▸ **Your goal**: Only the pictures are dropped; the lines of the material that follow are returned exactly.

*** Begin section ***

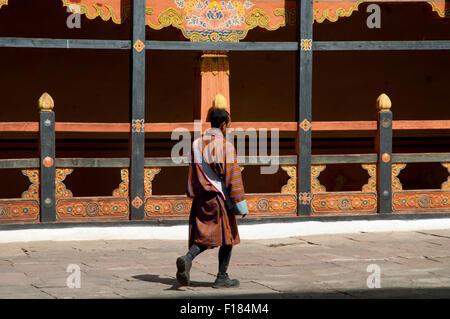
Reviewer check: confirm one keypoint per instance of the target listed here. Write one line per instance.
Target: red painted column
(214, 73)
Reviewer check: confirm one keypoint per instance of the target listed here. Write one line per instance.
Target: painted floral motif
(214, 15)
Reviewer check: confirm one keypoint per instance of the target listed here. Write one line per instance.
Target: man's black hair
(218, 116)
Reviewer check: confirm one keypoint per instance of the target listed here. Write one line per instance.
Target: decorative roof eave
(223, 20)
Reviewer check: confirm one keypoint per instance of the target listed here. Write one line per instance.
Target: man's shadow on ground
(171, 281)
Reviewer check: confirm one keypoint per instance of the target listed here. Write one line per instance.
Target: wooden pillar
(304, 71)
(47, 158)
(137, 138)
(384, 149)
(214, 78)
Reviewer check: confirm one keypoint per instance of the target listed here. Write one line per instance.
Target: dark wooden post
(137, 111)
(305, 59)
(384, 150)
(47, 158)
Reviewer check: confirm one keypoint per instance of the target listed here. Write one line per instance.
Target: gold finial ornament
(46, 103)
(384, 103)
(220, 102)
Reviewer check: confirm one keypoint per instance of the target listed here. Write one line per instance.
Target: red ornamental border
(19, 210)
(258, 204)
(421, 201)
(98, 208)
(356, 202)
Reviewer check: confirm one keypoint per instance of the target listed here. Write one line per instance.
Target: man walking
(215, 184)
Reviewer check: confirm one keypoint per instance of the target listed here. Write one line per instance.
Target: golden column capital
(46, 103)
(383, 103)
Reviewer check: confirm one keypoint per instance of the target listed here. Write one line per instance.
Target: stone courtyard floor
(409, 264)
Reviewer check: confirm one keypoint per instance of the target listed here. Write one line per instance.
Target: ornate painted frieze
(410, 201)
(17, 210)
(101, 208)
(344, 202)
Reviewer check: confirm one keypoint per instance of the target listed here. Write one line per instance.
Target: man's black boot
(223, 281)
(184, 264)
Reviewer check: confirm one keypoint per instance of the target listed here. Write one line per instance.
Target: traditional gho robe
(211, 222)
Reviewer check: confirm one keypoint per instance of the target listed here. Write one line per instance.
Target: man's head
(220, 119)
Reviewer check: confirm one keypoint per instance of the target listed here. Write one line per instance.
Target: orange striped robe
(210, 222)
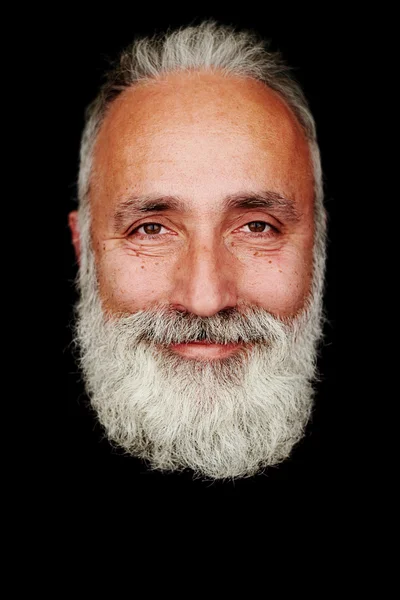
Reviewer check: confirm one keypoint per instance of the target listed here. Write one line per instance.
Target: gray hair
(212, 47)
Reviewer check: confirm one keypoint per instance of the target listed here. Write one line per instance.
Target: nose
(204, 282)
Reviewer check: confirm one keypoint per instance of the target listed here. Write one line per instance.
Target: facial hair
(223, 418)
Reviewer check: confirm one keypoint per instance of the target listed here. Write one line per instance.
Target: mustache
(165, 325)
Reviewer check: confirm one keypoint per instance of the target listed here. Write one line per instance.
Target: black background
(71, 452)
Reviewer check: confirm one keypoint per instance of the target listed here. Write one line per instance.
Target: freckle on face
(181, 139)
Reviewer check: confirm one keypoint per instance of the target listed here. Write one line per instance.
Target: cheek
(280, 284)
(130, 283)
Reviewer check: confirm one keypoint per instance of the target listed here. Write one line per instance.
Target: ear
(76, 240)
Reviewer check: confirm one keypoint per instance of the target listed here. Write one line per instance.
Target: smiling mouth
(205, 350)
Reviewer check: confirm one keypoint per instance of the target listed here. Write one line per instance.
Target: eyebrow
(134, 206)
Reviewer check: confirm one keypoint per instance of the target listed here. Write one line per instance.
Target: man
(200, 238)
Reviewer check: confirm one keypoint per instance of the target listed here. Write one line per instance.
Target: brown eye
(151, 228)
(257, 226)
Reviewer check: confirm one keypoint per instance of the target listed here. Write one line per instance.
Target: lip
(205, 350)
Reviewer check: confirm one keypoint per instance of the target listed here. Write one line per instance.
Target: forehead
(201, 136)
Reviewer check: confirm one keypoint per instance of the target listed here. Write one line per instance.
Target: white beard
(224, 418)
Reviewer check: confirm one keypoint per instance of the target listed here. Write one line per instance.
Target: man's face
(202, 201)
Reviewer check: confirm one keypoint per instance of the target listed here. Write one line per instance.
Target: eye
(258, 226)
(149, 230)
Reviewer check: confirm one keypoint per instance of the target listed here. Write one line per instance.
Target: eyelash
(148, 236)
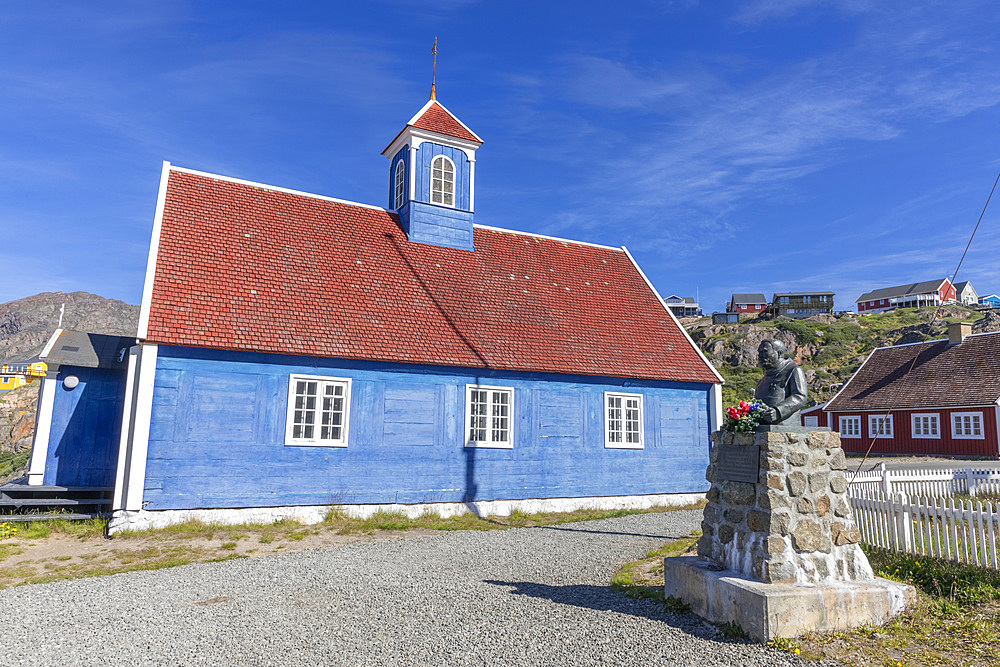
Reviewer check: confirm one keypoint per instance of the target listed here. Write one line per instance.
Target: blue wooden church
(297, 351)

*** End section ***

▸ **Exercise output**:
Reviewer check: confirm one keypoint per instance of the target listed here. Write one line per instance.
Target: red painted column
(214, 73)
Reviewer check: confirm one keypoint per instance of the target listed here. Write one line per instance.
Target: painted floral motif
(214, 15)
Reviewer check: confirm one keypoint per instance of the target listed here. Write one line per instance.
Target: man's black hair
(218, 116)
Reviewer check: confirm one keypoint per instance of the target listed here. Write one line per instance.
Target: decorative roof eave
(223, 20)
Reviewer check: confirm one keypoint per instance of the target listed here. Write one line per instance.
Target: man's shadow on ground
(171, 281)
Reviewer check: confirm one keypoint per instance of the target listed here. Write one line per instance.
Target: wooden pillar
(304, 71)
(47, 158)
(137, 138)
(384, 149)
(214, 78)
Reviewer check: confirm one keypoint per instance of the target listed here. Write one line per instance.
Target: dark wooden post
(137, 111)
(305, 59)
(384, 150)
(47, 158)
Reviewer check: confirm one keypoint per instance of the target listed here. Write one line per instance.
Target: gold finial ornament
(46, 103)
(384, 103)
(220, 102)
Reviewer check: confirm one keypoint per instance of the target listed here. Write one line per instance.
Target: red ornamental border
(19, 210)
(258, 204)
(421, 201)
(98, 208)
(356, 202)
Reviewer check: confirm one keypoint per instance of the target listed here. Write one line per instance.
Target: man walking
(215, 184)
Reviewer check: confirm one keypoint per instance of the target listed here. Write one line per instance.
Target: golden column capital
(46, 103)
(383, 103)
Reviewer check: confirm one keypoint per instance of the target listed here. Write one line per instance.
Target: stone courtyard floor
(409, 264)
Reviewer check: confirm one keypoint per instance of the target listed here. Write one line per instance.
Target: ornate painted frieze
(410, 201)
(17, 210)
(101, 208)
(344, 202)
Reviewer check: confirm one keypoint per instance of the target listed here. Write one line per instance.
Target: man's black boot
(223, 281)
(184, 264)
Reviewer check: confirm one keypoint per instance of the target listed here. Write one line per instance.
Target: traditional gho robe
(211, 222)
Reviewer check: confirm one keypoint per instance of the target listed here. Write one line per instance.
Target: man's head
(220, 119)
Reviewer check: confirm one keypoint per instance of the target listed here. Write one line per instance.
Target: orange striped robe
(210, 222)
Reviewer check: confirm one keypoint per instance of the target listed here. Write one line per instance.
Target: gray hair
(212, 47)
Reviewer check: confirm one keypoint per instance of the target listed here. Write one line per instance.
Target: nose
(204, 282)
Reviewer check: confirm one keypoint per instance of the target listed here. Write one line per instance.
Target: facial hair
(223, 418)
Reviewer check: confirm one keypoint per instance of the target listed here. Write one line per instance.
Target: mustache
(165, 325)
Reviewer check: confirm one keypoint per instance of the target listed here. Write one line per instance.
Target: black background
(71, 452)
Reviewer check: confirm one keypoint per instance of the target listed here. Write one line per instance.
Target: freckle on face
(181, 139)
Reviewer check: confirm one keypoint per instance of the target listed here. Write one line per instance.
Target: cheek
(280, 284)
(130, 283)
Reviewer check: confirm one keypoint per instance of the target listed here. Write one line per instance.
Target: ear
(76, 240)
Reviewer check: confirm one keypoint per instance of the target listed here. Write one line per instance.
Target: smiling mouth
(205, 350)
Reviewer check: confirm one keypoint per instance of the target listed here. Write one line per instance.
Target: eyebrow
(134, 206)
Reviewer check: confirm one keypoint per instance of the target listed here. Write one line per instance.
Target: man
(200, 238)
Reviewer check: confirm one keypoint per instance of the target listed here. Write one line per instance.
Target: brown eye
(151, 228)
(257, 226)
Reviewer check: confirm one keypoint per instance of the target listed here. Write one line per instance.
Target: lip
(205, 350)
Reviewer check: confirm one keypoint per instance of the target listed here. Write one line per instance.
Target: forehead
(201, 136)
Reviewer check: confirm one keypoint per instance of the target listed here. Write one line per instance.
Target: white beard
(224, 418)
Reviewer check: confirm one keypoint per instance of the target listed here. Write one line per instance.
Target: man's face
(202, 201)
Reviewer check: confirm one keypoint per instance of the target listed here. Write one line per instance.
Target: eye
(258, 226)
(149, 230)
Reviewer check: confirm one keypoint per instance of the target listed here. Write one line per instance.
Target: eyelash
(148, 236)
Reviewer check: confirm one keypoint per instance of the target listed here. Write one line per instance.
Target: blue wooden church
(297, 351)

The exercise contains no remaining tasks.